* [SOURCE TEXT]
Start
Mini lathe tail stock too high
|Pat Bravery||11/05/2019 15:28:29|
93 forum posts
I have got an Amadeal CJ18A mini lathe and I put an 8 inch test bar in between a 3MT in the chuck spindle and a 2MT in the tail stock whereby I was able to adjust the tail stock quite easily. Then I decided to check the test bar for horizontal and found that the DTI show that the tail stock is higher, over the 8 inches, it rises by 0.18mm. I have stripped the tail stock and checked for swarf and burrs and anything that could cause it and reassembled it dry and I still get the same result. The lathe has not had much use so it should not be caused by wear, any ideas? I could put a shim under the headstock I suppose but am I missing something. Thanks Pat
|Fowlers Fury||11/05/2019 16:00:56|
328 forum posts
Pat, how did you measure with the dtiI that the tailstock was higher?
|Martin of Wick||11/05/2019 16:28:28|
|124 forum posts|
I commiserate with you having suffered similar tailstock issues on this lathe and another smaller sino lathe.
I am no expert but from my understanding, this is not an uncommon problem. I had the same lathe and encountered similar issues with erratic tailstock readings. In my case, the problem was due to an incompletely reamed MT2 taper in the barrel, but even when this was sorted, I spent the best part of half a day setting it to be collinear with the bed and centred on the head.
Before even considering shimming the headstock, I would advise the first action is to check and confirm the headstock spindle is collinear with the bed in xy and zx plane. You will need preferably a 3 MT test bar or 3/2 MT sleeve. If it appears the spindle is aligned accurately, move on to tailstock (if the spindle is not aligned, depending on severity,you will have to decide whether you wish to attempt to rectify yourself of contact Amadeal and request a replacement).
Next ,check the fitting of the MT2 test bar in the tailstock and absolutely confirm that you can see no play in the taper as it enters the barrel (push backwards and forwards with some vigour to confirm this). In my case It took me a while to recognise that the MT2 was only being griped at the narrow end and there was 10 thou of play at the front of the barrel (partly because I didn't want to believe it!)
With headstock spindle alignment checked and the MT2 in the tailstock fully retracted, can you get the two centres to line up point to point perfectly? (the ruler on the points trick will be an adequate test of this). Do the points stay fully aligned when the tailstock barrel is extended? If not, perform whatever adjustments you can on the tailstock and repeat tests. It is more of a concern If the tailstock is significantly too high when the barrel is retracted, and at this point you may wish to contact the vendor.
End
Print the passage of the lathe forum thread above, starting at "I am no expert" and ending at "on the head.".

* [SUPPLIED DATA]
Start
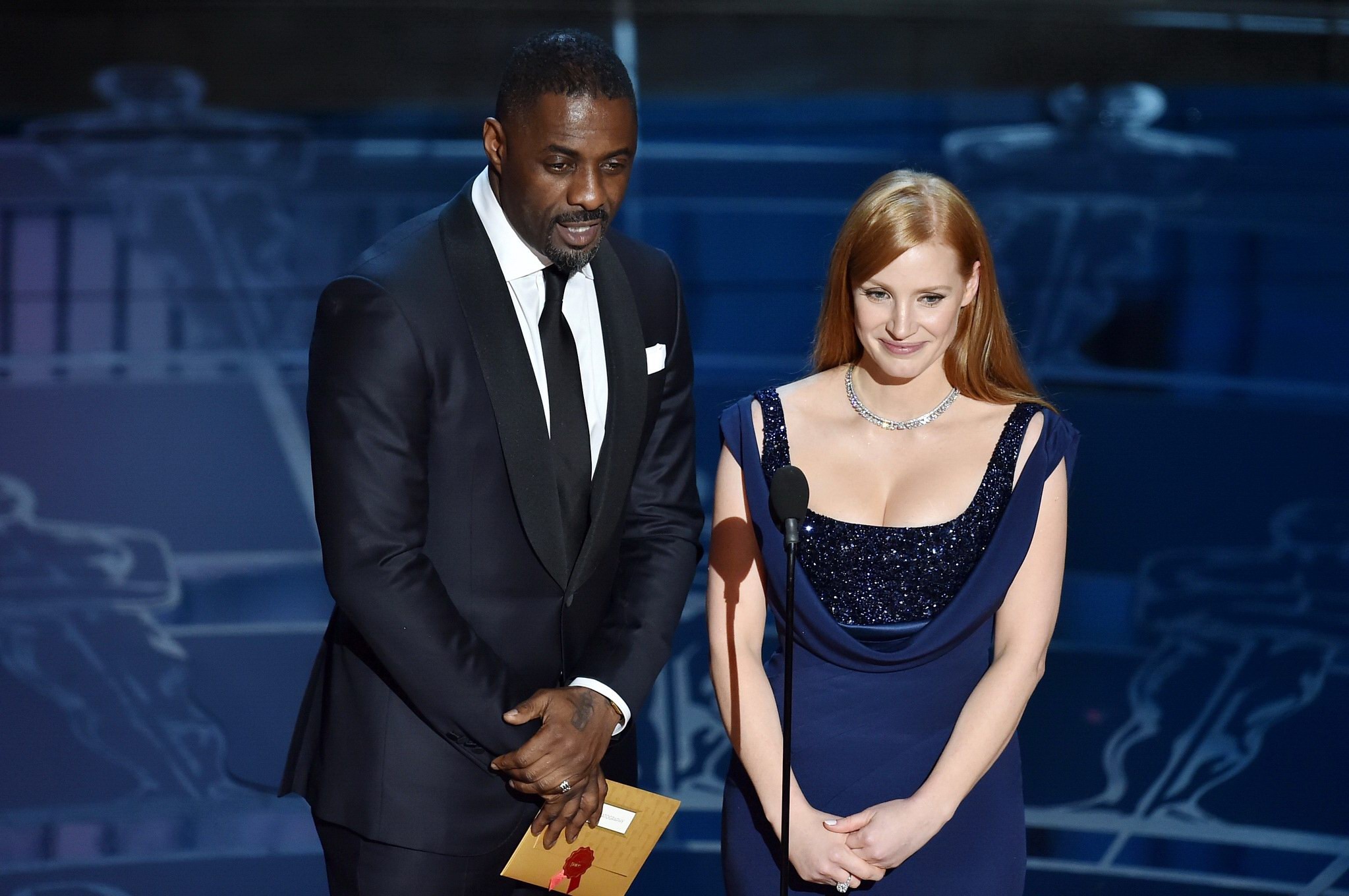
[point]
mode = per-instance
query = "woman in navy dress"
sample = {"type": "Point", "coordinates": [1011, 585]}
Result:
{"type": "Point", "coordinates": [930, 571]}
End
Start
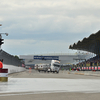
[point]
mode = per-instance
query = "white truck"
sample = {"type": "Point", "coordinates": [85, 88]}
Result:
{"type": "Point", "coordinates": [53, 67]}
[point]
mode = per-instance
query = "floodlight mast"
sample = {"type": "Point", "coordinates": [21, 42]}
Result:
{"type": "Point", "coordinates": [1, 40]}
End
Start
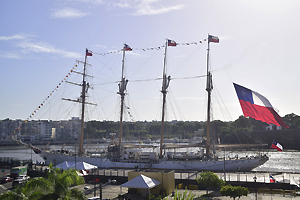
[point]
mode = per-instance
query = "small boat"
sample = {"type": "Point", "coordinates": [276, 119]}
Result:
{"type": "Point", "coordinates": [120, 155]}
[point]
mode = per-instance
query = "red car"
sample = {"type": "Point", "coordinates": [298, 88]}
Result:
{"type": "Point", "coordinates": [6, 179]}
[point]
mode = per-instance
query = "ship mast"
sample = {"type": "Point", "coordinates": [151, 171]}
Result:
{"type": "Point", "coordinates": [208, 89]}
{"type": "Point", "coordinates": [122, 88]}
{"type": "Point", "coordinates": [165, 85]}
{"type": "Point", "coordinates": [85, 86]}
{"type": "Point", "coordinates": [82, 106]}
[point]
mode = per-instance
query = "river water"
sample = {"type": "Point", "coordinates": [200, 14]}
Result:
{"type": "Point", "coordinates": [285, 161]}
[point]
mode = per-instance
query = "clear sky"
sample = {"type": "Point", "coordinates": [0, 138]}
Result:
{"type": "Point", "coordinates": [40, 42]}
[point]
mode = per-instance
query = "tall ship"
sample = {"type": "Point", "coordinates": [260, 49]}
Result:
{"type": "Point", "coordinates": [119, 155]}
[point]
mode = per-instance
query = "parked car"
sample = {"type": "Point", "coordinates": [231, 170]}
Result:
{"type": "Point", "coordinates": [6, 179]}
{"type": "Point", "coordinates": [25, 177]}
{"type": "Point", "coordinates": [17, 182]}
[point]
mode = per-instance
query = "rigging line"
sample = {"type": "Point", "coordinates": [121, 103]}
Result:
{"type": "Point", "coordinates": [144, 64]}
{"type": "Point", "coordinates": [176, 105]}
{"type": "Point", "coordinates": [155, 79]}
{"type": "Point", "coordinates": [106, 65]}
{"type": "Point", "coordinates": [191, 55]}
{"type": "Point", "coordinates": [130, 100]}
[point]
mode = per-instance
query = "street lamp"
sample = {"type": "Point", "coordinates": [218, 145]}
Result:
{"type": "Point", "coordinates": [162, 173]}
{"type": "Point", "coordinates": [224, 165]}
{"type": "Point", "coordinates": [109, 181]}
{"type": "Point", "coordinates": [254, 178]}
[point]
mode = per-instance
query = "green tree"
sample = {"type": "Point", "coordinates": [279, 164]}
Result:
End
* [RESPONSE TO THE TASK]
I am no expert but from my understanding, this is not an uncommon problem. I had the same lathe and encountered similar issues with erratic tailstock readings. In my case, the problem was due to an incompletely reamed MT2 taper in the barrel, but even when this was sorted, I spent the best part of half a day setting it to be collinear with the bed and centred on the head.